Excerpts from the point annotation data:
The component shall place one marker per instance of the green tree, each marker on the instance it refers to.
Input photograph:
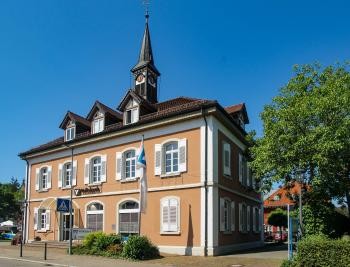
(307, 127)
(279, 219)
(11, 195)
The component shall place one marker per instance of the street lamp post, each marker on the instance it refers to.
(300, 177)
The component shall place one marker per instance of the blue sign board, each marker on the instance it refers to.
(63, 205)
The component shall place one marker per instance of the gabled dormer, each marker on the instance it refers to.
(72, 125)
(133, 106)
(100, 116)
(239, 114)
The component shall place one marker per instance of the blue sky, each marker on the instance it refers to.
(61, 55)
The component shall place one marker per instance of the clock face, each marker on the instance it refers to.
(140, 78)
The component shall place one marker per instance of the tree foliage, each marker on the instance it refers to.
(11, 195)
(307, 127)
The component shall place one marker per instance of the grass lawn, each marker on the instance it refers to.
(183, 261)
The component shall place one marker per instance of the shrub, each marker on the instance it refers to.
(318, 250)
(139, 248)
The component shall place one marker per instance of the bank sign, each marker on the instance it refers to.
(63, 205)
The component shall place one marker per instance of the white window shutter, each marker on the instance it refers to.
(119, 163)
(260, 220)
(60, 174)
(49, 176)
(37, 179)
(173, 215)
(183, 155)
(248, 176)
(158, 159)
(227, 159)
(233, 217)
(165, 216)
(103, 168)
(87, 171)
(36, 218)
(240, 167)
(48, 217)
(248, 218)
(254, 219)
(240, 217)
(74, 177)
(222, 214)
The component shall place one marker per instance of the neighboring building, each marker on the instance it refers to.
(201, 197)
(280, 198)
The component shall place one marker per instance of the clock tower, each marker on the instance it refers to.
(145, 73)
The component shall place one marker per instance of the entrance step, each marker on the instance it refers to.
(50, 244)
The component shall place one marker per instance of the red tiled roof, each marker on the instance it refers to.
(234, 108)
(165, 109)
(284, 194)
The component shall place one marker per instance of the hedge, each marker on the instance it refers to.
(321, 251)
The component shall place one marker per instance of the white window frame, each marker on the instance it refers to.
(98, 170)
(226, 158)
(70, 133)
(130, 160)
(98, 125)
(134, 115)
(93, 212)
(166, 202)
(171, 152)
(67, 175)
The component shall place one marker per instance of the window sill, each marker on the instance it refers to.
(173, 174)
(171, 233)
(129, 180)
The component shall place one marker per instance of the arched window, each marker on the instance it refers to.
(171, 157)
(94, 216)
(130, 164)
(128, 218)
(96, 170)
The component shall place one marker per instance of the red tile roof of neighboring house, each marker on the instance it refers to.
(283, 196)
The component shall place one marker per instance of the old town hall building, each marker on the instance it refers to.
(201, 196)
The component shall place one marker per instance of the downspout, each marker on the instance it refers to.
(206, 186)
(25, 205)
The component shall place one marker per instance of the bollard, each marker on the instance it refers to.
(21, 249)
(45, 251)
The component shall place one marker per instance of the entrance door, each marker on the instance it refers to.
(65, 223)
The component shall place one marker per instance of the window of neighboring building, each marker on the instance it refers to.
(128, 218)
(227, 215)
(41, 219)
(130, 164)
(226, 148)
(96, 168)
(70, 133)
(43, 178)
(170, 214)
(67, 174)
(243, 217)
(171, 157)
(94, 216)
(132, 115)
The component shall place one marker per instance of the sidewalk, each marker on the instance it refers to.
(59, 257)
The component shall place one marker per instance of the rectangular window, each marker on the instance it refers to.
(227, 159)
(97, 125)
(170, 214)
(131, 116)
(70, 133)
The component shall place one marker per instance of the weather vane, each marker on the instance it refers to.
(146, 4)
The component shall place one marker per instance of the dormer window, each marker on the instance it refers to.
(131, 114)
(98, 123)
(70, 133)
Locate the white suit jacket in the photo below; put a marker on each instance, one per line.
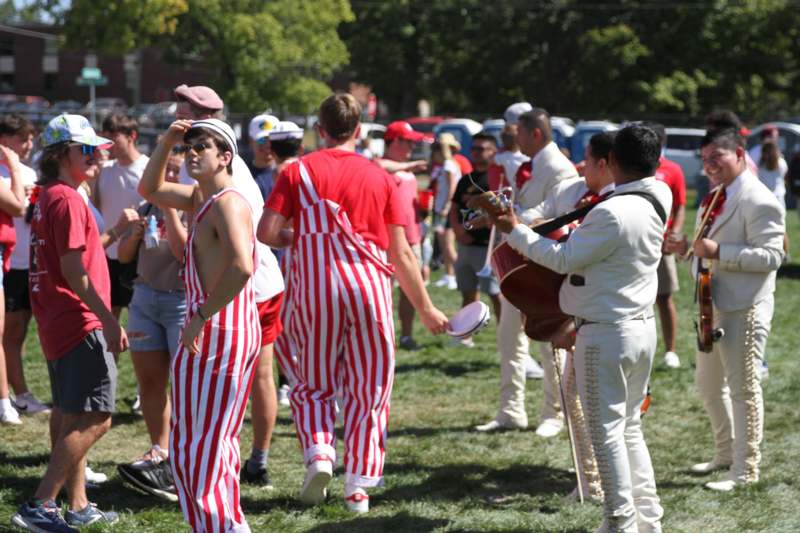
(611, 258)
(548, 168)
(750, 233)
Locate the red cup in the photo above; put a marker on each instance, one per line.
(425, 200)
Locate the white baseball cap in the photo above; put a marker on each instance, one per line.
(513, 112)
(285, 130)
(74, 128)
(222, 128)
(261, 125)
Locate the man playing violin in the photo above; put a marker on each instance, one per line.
(611, 261)
(744, 245)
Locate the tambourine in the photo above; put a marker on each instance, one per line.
(469, 320)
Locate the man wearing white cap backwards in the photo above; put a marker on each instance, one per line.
(198, 103)
(213, 368)
(346, 215)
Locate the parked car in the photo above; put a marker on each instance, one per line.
(683, 147)
(462, 128)
(371, 139)
(583, 132)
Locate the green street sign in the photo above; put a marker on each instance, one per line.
(91, 73)
(83, 82)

The exercise: Reproduce all of the records above line for line, without alteration, and omit the pictures from your answer.

The response:
The component shall place one marker per instance of the green tree, each marker on the instance it refers to.
Input photograph:
(307, 127)
(279, 219)
(11, 195)
The component shall place one marker per instance of the street lamp post, each marker on the instance it refers to.
(300, 177)
The component shall place one marker per instance of the blue sign board, each marker on the instance it refers to.
(63, 205)
The component shall place one marker per instance of the gabled dormer, each marker on the instance it refers to.
(72, 125)
(133, 106)
(100, 116)
(239, 114)
The component shall place one marker per instance of the blue sky, each marker on the instance it refers to.
(61, 55)
The component shall place one marker per instance of the clock face, each marker on the instance it refers to.
(140, 78)
The component shall place one marker per instance of the tree foliage, each marker on the instance it refers to.
(11, 195)
(307, 127)
The component shall place one marker per instance of the grass lawn, each marker on the instance it refers to.
(183, 261)
The component shall place one marker per instance of the shrub, each marker on the instance it refers to.
(318, 250)
(139, 248)
The component shall place one marker per instance of the bank sign, each marker on the instance it refers to.
(63, 205)
The component shall place one marker per instance of the white window shutter, each marker on the instance it refers to.
(119, 163)
(260, 220)
(60, 174)
(49, 176)
(37, 179)
(173, 215)
(183, 155)
(248, 176)
(158, 159)
(227, 159)
(233, 217)
(165, 216)
(103, 168)
(87, 171)
(36, 218)
(240, 167)
(48, 217)
(248, 218)
(254, 219)
(240, 217)
(74, 177)
(222, 214)
The component shall place one marker per instance of the neighboring building, each marker on the instance it refers to.
(201, 197)
(280, 198)
The component shall place one marker per instance of the clock tower, each marker on the instance it refers to.
(145, 73)
The component shall place one marker per instance of the entrance step, each marker on the instance it refers to.
(50, 244)
The component shall place one marker per instance of the red tiled roof, each marker on the instance it refers to.
(234, 108)
(165, 109)
(284, 194)
The component shall place one marker per instance of the hedge, each marker on the instance it refers to.
(321, 251)
The component shall place one marker per instance of the white window frame, each marker on the instance it refers to.
(98, 170)
(226, 158)
(70, 133)
(130, 160)
(98, 125)
(134, 115)
(93, 212)
(166, 202)
(171, 152)
(67, 175)
The component shall place one marker per instance of the window sill, each marker on the instance it refers to.
(173, 174)
(171, 233)
(129, 180)
The component shall place one marker per instance of the arched window, each marker on the instance it refers to.
(171, 157)
(94, 216)
(130, 164)
(128, 218)
(96, 170)
The component shall place one marker per instance of the red tile roof of neighboring house, each marker on the instance it refers to.
(283, 196)
The component shall place one marker per instance of the old town hall building, each marker on the instance it refers to.
(201, 196)
The component shall place one marker per instance of the downspout, each marker on the instance it refers to.
(206, 186)
(25, 205)
The component shall place one marker per instance of the bollard, each marker on the instance it refers to.
(21, 249)
(45, 251)
The component shall place one marker per instance of the entrance door, each marker on the instance it refers to.
(65, 223)
The component shall place one marker per instance of the window of neighboring building, each marker on the instance it refers to.
(128, 218)
(227, 215)
(41, 219)
(130, 164)
(226, 148)
(96, 168)
(70, 133)
(43, 178)
(170, 214)
(67, 174)
(243, 217)
(171, 157)
(94, 216)
(132, 115)
The component shall place one marker per instance of the sidewalk, each marker on the instance it refers to.
(59, 257)
The component shall place one marker per instance of the rectangular window, each marker on the instance it refers to.
(227, 159)
(97, 125)
(170, 214)
(131, 116)
(70, 133)
The component shall place one marker per instance of the weather vane, each marker on the instance it refers to.
(146, 4)
The component shall place one marker per instance of the dormer window, each marker on the instance it refers to.
(131, 114)
(98, 123)
(70, 133)
Locate the white suit jacket in the photo below; put a marker on each instance, one per line.
(611, 258)
(548, 168)
(750, 233)
Locate the red cup in the photo above; put a marker on each instance, one per line.
(425, 200)
Locate the white baseball cap in the photo above; put a marker on each instance, one per line.
(513, 112)
(285, 130)
(74, 128)
(222, 128)
(261, 125)
Locate the man playing violin in the photo above; put a marker on each instance, one per line.
(611, 261)
(744, 245)
Locate the tambourine in the photo above; put a marker on each instance, one per line.
(469, 320)
Locate the man wearing white cap backwards in the photo above; put a marker on each instance, one per line.
(198, 103)
(213, 368)
(346, 215)
Locate the parked car in the photo above; put a marker on each instance, one per line.
(683, 147)
(462, 128)
(371, 139)
(583, 132)
Locate the green street sign in the photo above; put a marker on each instance, one per line.
(91, 73)
(83, 82)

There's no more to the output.